JOB: In the material below, print everything from the line containing "Would you be able to locate the shrub" down to the line containing "top-left (521, 123), bottom-right (540, 150)", both lines included. Copy those lines without any change.

DATA EXTRACT:
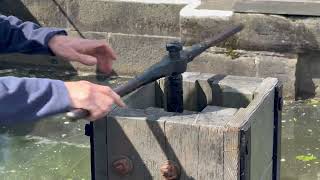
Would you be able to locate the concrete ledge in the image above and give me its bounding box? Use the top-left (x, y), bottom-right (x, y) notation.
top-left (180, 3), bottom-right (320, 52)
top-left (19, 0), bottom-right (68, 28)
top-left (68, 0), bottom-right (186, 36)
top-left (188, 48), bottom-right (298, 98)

* * *

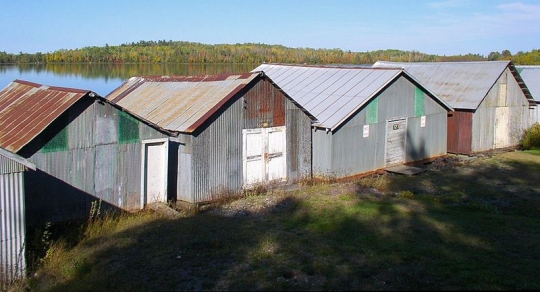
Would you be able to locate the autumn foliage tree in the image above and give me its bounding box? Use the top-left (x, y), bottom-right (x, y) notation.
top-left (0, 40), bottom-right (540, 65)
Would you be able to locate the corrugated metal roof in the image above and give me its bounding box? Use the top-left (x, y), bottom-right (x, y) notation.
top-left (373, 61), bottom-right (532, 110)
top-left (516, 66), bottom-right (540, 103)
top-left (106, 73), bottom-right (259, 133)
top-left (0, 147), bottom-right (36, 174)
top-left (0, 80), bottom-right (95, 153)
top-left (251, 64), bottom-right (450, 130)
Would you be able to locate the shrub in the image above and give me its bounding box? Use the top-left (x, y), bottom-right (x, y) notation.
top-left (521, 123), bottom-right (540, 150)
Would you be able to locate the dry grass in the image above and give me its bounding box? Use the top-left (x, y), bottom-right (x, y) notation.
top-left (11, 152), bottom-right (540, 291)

SOLUTION FOR THIS TASK:
Would you be able to locate the shrub in the image above and give me its bounding box? Use the top-left (x, y), bottom-right (x, y) notation.
top-left (521, 123), bottom-right (540, 150)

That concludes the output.